**WHAT YOU WILL DO:**
Pick up the post on building language models and continue writing it from the point after its final sentence.

------ READING PASSAGE ------

Why AI Now?

Me and Language Models

I’ve been building language models since 2004. Rather, I built them back in 2004 for grad school work and then took a break.

They’re an interesting component in the whole arsenal of “AI/Machine Learning”. Basically, they tell you if a sentence is likely to exist or not in a given text.

Why would something like this be useful? Well, if you’re building a text translation system, an easy way to do it is to translate everything word-for-word and push the results through a language model to fix it. So, from French to English, you’d translate “le chat blanc” to “the cat white”, and the language model would tell you that’s very unlikely to be the right word order/phrasing, and would generate more likely alternatives. They have other uses (like autocomplete) , but this is specificly what I was doing with them in 2004.

I don’t intend to rehash the history of machine learning here, but basically from there, more and more tech and effort went into recognizing context. “He fired the ray gun” is an unlikely sentence if ‘he’ is underwater. It seems like there would be lots of information needed to understand this, but, nope, it’s just statistics. “ray gun” and “underwater” tend to not go together, so even if the sentence is OK, the pairing isn’t. We found clever ways of modelling these relationships.

------ PROVIDED RECORDS ------

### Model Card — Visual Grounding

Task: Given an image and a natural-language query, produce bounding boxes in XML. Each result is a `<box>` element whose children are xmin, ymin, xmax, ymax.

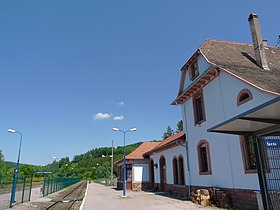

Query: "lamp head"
<box><xmin>129</xmin><ymin>128</ymin><xmax>136</xmax><ymax>132</ymax></box>
<box><xmin>8</xmin><ymin>128</ymin><xmax>16</xmax><ymax>133</ymax></box>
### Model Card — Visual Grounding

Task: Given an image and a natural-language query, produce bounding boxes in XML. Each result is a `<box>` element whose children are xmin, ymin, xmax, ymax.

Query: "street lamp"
<box><xmin>101</xmin><ymin>155</ymin><xmax>113</xmax><ymax>186</ymax></box>
<box><xmin>8</xmin><ymin>129</ymin><xmax>22</xmax><ymax>207</ymax></box>
<box><xmin>53</xmin><ymin>156</ymin><xmax>59</xmax><ymax>191</ymax></box>
<box><xmin>112</xmin><ymin>128</ymin><xmax>136</xmax><ymax>197</ymax></box>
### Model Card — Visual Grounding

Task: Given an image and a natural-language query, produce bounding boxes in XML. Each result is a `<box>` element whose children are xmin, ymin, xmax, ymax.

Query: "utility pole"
<box><xmin>111</xmin><ymin>140</ymin><xmax>114</xmax><ymax>186</ymax></box>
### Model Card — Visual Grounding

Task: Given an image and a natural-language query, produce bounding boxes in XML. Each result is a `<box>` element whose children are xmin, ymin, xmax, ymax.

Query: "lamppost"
<box><xmin>113</xmin><ymin>128</ymin><xmax>136</xmax><ymax>197</ymax></box>
<box><xmin>96</xmin><ymin>163</ymin><xmax>99</xmax><ymax>182</ymax></box>
<box><xmin>101</xmin><ymin>155</ymin><xmax>113</xmax><ymax>186</ymax></box>
<box><xmin>53</xmin><ymin>156</ymin><xmax>59</xmax><ymax>191</ymax></box>
<box><xmin>8</xmin><ymin>129</ymin><xmax>22</xmax><ymax>207</ymax></box>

------

**EXERCISE RESPONSE:**
Convergence

Anyways, language models continued to evolve, but from the inside, it was just probabilities.

Actually, all of “AI/ML” was. The whole field felt like disconnected problems. We would dream up different problems (like navigating a maze, playing chess, differentiating cats from dogs, or translating languages) and say “oh, this is hard, I bet it takes intelligence to do this!”

Upon closer inspection, though, it seemed like each of these problems had long, tedious mathematical solutions that were ‘good enough’, and that many of these solutions had little to do with each other. That is, you used completely different approaches to translate languages than you did for differentiating cats from dogs. There was some overlap in the infrastructure needed for these processes, but not much. It felt like “AI” was just a weird umbrella term for “random problems we thought required intelligence but really just needed tons of data”.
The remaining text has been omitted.